WHAT THIS TASK INVOLVES: Reproduce all the records below, substituting "reference" for each "sample" and keeping everything else unchanged.

RECORDS FOR THIS EXERCISE:
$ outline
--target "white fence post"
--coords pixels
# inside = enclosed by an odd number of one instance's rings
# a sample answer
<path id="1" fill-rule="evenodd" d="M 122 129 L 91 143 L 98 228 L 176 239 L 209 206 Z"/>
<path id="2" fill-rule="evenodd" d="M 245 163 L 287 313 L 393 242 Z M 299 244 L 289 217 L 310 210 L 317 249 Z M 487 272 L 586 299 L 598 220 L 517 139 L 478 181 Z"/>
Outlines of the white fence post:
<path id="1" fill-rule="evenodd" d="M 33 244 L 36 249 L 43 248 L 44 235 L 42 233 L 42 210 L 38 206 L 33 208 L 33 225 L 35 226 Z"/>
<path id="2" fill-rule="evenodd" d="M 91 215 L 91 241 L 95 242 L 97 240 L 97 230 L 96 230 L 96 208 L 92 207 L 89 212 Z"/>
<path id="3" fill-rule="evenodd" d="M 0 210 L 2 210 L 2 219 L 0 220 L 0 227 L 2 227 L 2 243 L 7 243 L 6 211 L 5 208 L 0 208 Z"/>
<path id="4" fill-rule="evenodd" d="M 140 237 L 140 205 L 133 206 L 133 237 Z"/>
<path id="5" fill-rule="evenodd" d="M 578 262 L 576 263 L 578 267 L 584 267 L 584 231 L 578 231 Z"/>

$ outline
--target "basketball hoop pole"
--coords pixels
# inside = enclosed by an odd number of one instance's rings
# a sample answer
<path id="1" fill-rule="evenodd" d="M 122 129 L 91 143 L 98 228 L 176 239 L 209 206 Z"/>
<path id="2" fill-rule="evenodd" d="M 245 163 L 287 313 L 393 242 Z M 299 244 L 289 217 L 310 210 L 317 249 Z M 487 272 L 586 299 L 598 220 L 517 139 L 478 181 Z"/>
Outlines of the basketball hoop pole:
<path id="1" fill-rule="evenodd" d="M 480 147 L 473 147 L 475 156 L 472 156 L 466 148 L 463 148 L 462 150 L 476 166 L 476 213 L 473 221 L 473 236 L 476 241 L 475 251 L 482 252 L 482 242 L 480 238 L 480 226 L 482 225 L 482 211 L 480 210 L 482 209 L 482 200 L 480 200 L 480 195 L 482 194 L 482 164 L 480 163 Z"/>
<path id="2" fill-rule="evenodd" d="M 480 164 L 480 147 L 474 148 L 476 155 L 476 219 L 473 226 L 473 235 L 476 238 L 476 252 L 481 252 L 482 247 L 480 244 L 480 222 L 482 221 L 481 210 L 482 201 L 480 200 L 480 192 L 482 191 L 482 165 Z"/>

ANSWER FOR THIS EXERCISE:
$ outline
--target "white fence post"
--coords pixels
# inside = enclosed by an odd number of one instance's rings
# a reference answer
<path id="1" fill-rule="evenodd" d="M 122 129 L 91 143 L 98 228 L 176 239 L 209 206 Z"/>
<path id="2" fill-rule="evenodd" d="M 245 163 L 287 313 L 393 242 Z M 299 244 L 289 217 L 310 210 L 317 249 Z M 487 272 L 586 299 L 598 220 L 517 139 L 478 181 Z"/>
Outlines of the white fence post:
<path id="1" fill-rule="evenodd" d="M 33 244 L 36 249 L 43 248 L 44 235 L 42 233 L 42 210 L 38 206 L 33 208 L 33 225 L 35 226 Z"/>
<path id="2" fill-rule="evenodd" d="M 91 215 L 91 241 L 95 242 L 97 240 L 97 230 L 96 230 L 96 208 L 92 207 L 89 212 Z"/>
<path id="3" fill-rule="evenodd" d="M 0 210 L 2 210 L 2 219 L 0 220 L 0 227 L 2 227 L 2 243 L 7 243 L 6 211 L 5 208 L 0 208 Z"/>
<path id="4" fill-rule="evenodd" d="M 140 237 L 140 205 L 133 206 L 133 237 Z"/>
<path id="5" fill-rule="evenodd" d="M 578 262 L 576 263 L 578 267 L 584 267 L 584 231 L 578 231 Z"/>

$ outline
--target "basketball hoop pole"
--coords pixels
# inside = enclosed by an odd number of one instance's rings
# a reference answer
<path id="1" fill-rule="evenodd" d="M 122 129 L 91 143 L 98 228 L 176 239 L 209 206 Z"/>
<path id="2" fill-rule="evenodd" d="M 245 163 L 287 313 L 393 242 Z M 299 244 L 289 217 L 310 210 L 317 249 Z M 487 272 L 586 299 L 598 220 L 517 139 L 478 181 Z"/>
Outlines of the basketball hoop pole:
<path id="1" fill-rule="evenodd" d="M 480 147 L 473 147 L 475 156 L 472 156 L 466 148 L 463 148 L 462 150 L 476 166 L 476 213 L 473 221 L 473 236 L 476 241 L 475 251 L 482 252 L 482 242 L 480 238 L 480 226 L 482 225 L 482 211 L 480 210 L 482 209 L 482 200 L 480 200 L 480 195 L 482 194 L 482 164 L 480 163 Z"/>
<path id="2" fill-rule="evenodd" d="M 480 164 L 480 147 L 474 148 L 476 155 L 476 219 L 473 226 L 473 235 L 476 238 L 476 252 L 481 252 L 482 247 L 480 244 L 480 222 L 482 221 L 481 210 L 482 201 L 480 200 L 480 192 L 482 191 L 482 165 Z"/>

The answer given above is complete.